*PROBLEM TO WORK ON*:
Rewrite the records below, putting "Annotation check" wherever "Reviewer note" appears and keeping every other word the same. Omit the pictures from the rewritten version.
--- begin DATA TO PROCESS ---
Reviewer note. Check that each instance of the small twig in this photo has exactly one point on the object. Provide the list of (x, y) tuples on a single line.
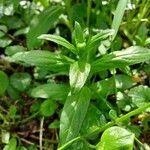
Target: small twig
[(41, 133)]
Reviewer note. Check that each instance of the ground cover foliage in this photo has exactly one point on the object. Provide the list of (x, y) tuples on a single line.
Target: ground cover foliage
[(74, 75)]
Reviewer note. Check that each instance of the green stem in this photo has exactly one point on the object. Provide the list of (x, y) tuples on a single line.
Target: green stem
[(88, 12), (108, 125), (29, 118), (70, 142), (69, 12)]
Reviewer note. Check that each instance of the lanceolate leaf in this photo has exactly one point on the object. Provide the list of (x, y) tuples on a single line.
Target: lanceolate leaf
[(118, 139), (42, 24), (59, 40), (51, 90), (110, 85), (4, 82), (118, 15), (102, 35), (73, 115), (43, 59), (78, 75), (129, 56)]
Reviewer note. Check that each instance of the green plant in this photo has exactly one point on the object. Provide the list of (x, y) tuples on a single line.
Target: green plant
[(95, 97)]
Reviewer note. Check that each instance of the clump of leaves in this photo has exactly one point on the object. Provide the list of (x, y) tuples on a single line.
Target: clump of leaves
[(90, 63)]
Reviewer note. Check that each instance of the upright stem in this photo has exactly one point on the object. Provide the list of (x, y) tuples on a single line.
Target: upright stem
[(88, 12), (69, 12)]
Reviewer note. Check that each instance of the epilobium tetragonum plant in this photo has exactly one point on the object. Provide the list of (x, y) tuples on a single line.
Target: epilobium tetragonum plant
[(78, 123)]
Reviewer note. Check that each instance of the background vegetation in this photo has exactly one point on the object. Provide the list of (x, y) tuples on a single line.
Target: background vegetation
[(74, 75)]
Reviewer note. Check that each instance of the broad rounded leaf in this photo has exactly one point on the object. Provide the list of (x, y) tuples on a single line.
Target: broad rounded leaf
[(4, 82), (20, 81), (116, 138), (73, 114)]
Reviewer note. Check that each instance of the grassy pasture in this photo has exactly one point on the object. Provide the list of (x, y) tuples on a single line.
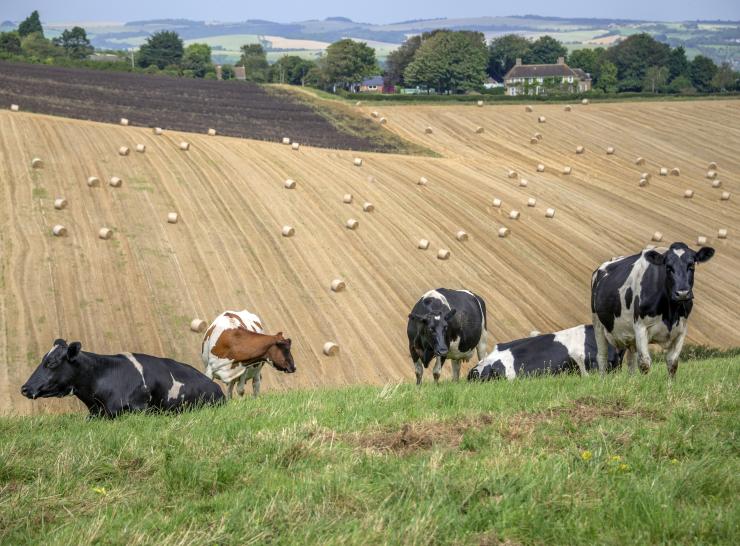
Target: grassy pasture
[(557, 460)]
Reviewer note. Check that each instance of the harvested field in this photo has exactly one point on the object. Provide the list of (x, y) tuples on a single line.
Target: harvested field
[(139, 290)]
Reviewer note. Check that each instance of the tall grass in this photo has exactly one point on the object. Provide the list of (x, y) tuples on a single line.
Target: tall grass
[(554, 460)]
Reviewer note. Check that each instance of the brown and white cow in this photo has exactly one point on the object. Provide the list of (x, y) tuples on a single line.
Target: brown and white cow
[(235, 348)]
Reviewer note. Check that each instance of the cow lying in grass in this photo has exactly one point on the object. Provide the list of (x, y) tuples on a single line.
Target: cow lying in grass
[(569, 350), (113, 384)]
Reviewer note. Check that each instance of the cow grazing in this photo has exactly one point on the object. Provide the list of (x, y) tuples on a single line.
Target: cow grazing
[(235, 348), (113, 384), (566, 351), (645, 298), (446, 324)]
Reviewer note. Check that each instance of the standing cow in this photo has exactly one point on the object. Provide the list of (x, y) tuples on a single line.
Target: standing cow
[(560, 352), (645, 298), (446, 324), (113, 384), (235, 348)]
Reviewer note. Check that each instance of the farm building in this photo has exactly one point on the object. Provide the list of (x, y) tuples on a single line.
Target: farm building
[(539, 79)]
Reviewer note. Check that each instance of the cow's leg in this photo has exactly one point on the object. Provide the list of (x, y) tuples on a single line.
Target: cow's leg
[(643, 350), (602, 345)]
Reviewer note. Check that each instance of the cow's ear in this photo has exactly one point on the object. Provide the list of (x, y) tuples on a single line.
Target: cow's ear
[(704, 254), (73, 350), (655, 258)]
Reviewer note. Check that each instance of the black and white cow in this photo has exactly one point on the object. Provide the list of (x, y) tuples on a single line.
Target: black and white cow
[(446, 324), (645, 298), (569, 350), (113, 384)]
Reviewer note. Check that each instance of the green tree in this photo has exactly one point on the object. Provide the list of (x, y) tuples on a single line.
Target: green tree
[(197, 58), (75, 43), (347, 62), (450, 62), (701, 71), (10, 43), (161, 49), (503, 53), (545, 50), (254, 60), (31, 25)]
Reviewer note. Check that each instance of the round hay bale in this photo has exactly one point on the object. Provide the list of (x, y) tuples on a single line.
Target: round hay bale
[(198, 325), (330, 348)]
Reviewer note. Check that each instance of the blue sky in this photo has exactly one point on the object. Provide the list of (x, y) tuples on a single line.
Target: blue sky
[(371, 11)]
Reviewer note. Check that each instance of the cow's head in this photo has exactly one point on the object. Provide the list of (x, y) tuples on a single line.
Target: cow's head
[(280, 356), (56, 374), (434, 329), (679, 262)]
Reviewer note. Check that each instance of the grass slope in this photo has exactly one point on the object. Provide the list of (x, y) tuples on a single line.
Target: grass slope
[(565, 460)]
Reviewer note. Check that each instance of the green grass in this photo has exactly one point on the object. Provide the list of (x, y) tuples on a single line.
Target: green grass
[(558, 460)]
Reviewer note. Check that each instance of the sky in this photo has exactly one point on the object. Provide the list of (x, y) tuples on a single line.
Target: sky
[(369, 11)]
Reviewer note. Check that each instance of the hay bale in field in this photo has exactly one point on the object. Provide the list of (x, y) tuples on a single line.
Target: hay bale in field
--- end DATA TO PROCESS ---
*RESULT*:
Annotation check. Check that each instance of the small twig in this photo has exactly one point on the object. Provide the list of (x, y) tuples on a single line.
Target: small twig
[(41, 133)]
Annotation check. Check that each instance of the ground cover foliage in this photo has exactly one point on the object. Provide the list of (x, y) tuples on a single line.
Target: ground cover foliage
[(74, 75)]
Annotation check. Check that each instance of the green stem in this photo has exactly one point on the object. Provide the list of (x, y) tuples on a single line.
Target: green stem
[(88, 12), (108, 125), (29, 118), (70, 142), (69, 12)]
Annotation check. Check that each instance of the lanceolate leaf in this photo has exactly one point on the object. Provide the list of (x, y) tuples on a single line.
Target: lanceolate leaf
[(118, 139), (42, 24), (59, 40), (51, 90), (110, 85), (4, 82), (118, 15), (102, 35), (73, 115), (43, 59), (78, 75), (129, 56)]
Annotation check. Check that each instance of the green plant in this photo has exactly one point on the object. Provide the list of (x, y) tuples on a single line.
Target: green plant
[(95, 97)]
Annotation check. Check that each instance of the clump of leaves in this photo has exactly one point on the object. Provide the list of (x, y) tuples on a single line.
Target: clump of leaves
[(90, 63)]
Annotation check. Check that each instance of the upright stem in this photo has exactly one point on the object. Provide the list of (x, y) tuples on a single line.
Target: upright stem
[(88, 12), (69, 12)]
Annotation check. Check that each instance of the epilobium tetragonum plant in this photo has exactly one point on the object. Provide the list of (x, y) tuples on a single line.
Target: epilobium tetragonum plant
[(78, 123)]
Annotation check. Check that each instance of the background vegetation in this photo has exactly one point on the object. Provide the list of (x, y) tuples on a single line.
Target: background vegetation
[(74, 75)]
Annotation check. Check that each instance of the broad rounded leaf in this photo has exactly one point on the object. Provide the list of (x, y) tuples on a single line.
Target: broad rounded leaf
[(4, 82), (20, 81), (116, 138), (73, 114)]
Annotation check. Check that each instance of the grassy pasture in this photo has exactly one point on the object. Provide the list of (x, y) tuples on a single line.
Target: grassy pasture
[(557, 460)]
Annotation check. Check that each instance of the harvested field in this photo has exactly one point on the object. Provide the list of (x, y) tuples on a single line.
Target: harvested field
[(139, 290)]
Annotation check. Check that each instance of the tall grass in this photo has exactly one point on the object. Provide the list of (x, y) tuples on a single line.
Target: tall grass
[(554, 460)]
Annotation check. Check that each instance of the brown and white cow in this photo has exactly one point on the object. Provide the list of (x, y) tuples on a single line.
Target: brown and white cow
[(235, 348)]
Annotation check. Check that each instance of the cow lying in grass in this photo has exactly one point on the object. Provide the list of (x, y) tuples on a single line.
Target: cow lying in grass
[(569, 350), (113, 384)]
Annotation check. Check that each instance of the cow grazing in this photo has exactly one point on the object. Provide the list of (x, y) tuples on a single line.
Target: cow grazing
[(235, 348), (113, 384), (566, 351), (645, 298), (446, 324)]
Annotation check. Check that each instance of the standing cow in this photo has exactly one point on the object. Provide the list of (x, y) tuples on a single line.
Target: standing cow
[(560, 352), (645, 298), (446, 324), (113, 384), (235, 348)]
Annotation check. Check that each instance of the farm building in this photo has exactly one point on the object. Provide the list of (x, y) tuples on a single line.
Target: farm building
[(539, 79)]
Annotation check. Check that each instance of the cow's leg in this photo has exactly one point on the object. Provide the list of (x, y) tuples on a single line.
Target: cow's leg
[(643, 350), (602, 345)]
Annotation check. Check that each instance of the cow's ear in this photo has exactly one point on the object. Provide the list of (x, y) tuples on a single line.
Target: cow's ear
[(704, 254), (73, 350), (655, 258)]
Annotation check. Check that each instance of the black and white cow in this photo has exactly one point on the object. Provide the list of (x, y) tuples on a single line.
Target: black and white cow
[(446, 324), (645, 298), (569, 350), (113, 384)]
Annotation check. Check that each instance of the green tree in this photo has exactly one point on the object. Provide the list of (x, y) tuples on a single line.
Target: green tree
[(197, 58), (75, 43), (347, 62), (450, 62), (701, 71), (10, 43), (161, 49), (503, 53), (545, 50), (254, 60), (31, 25)]
Annotation check. Check that each instance of the round hay bale in this photo has exactly one point on the object. Provide the list of (x, y) tuples on a single line.
Target: round hay bale
[(198, 325), (330, 348)]
Annotation check. Check that each instance of the blue sky in this photo has exactly one point on the object. Provide the list of (x, y) tuples on a single line.
Target: blue sky
[(371, 11)]
Annotation check. Check that each instance of the cow's head in this photo has exactly one point on the object. Provide the list of (x, y) tuples on a single line.
Target: cow's head
[(280, 356), (56, 374), (434, 329), (679, 262)]
Annotation check. Check that each instance of the grass slope in this photo has exactly one point on the object. Provide the list of (x, y) tuples on a single line.
Target: grass slope
[(565, 460)]
Annotation check. Check that each instance of the green grass in this photo has exactly one point on the object. Provide the list of (x, y) tuples on a single line.
Target: green grass
[(558, 460)]
Annotation check. Check that each instance of the sky in this photo has exactly one point on the object. Provide the list of (x, y) tuples on a single line.
Target: sky
[(369, 11)]
Annotation check. Check that each instance of the hay bale in field in this photo has exactly one point on the object. Provide the list of (x, y) tuples on a single line.
Target: hay bale in field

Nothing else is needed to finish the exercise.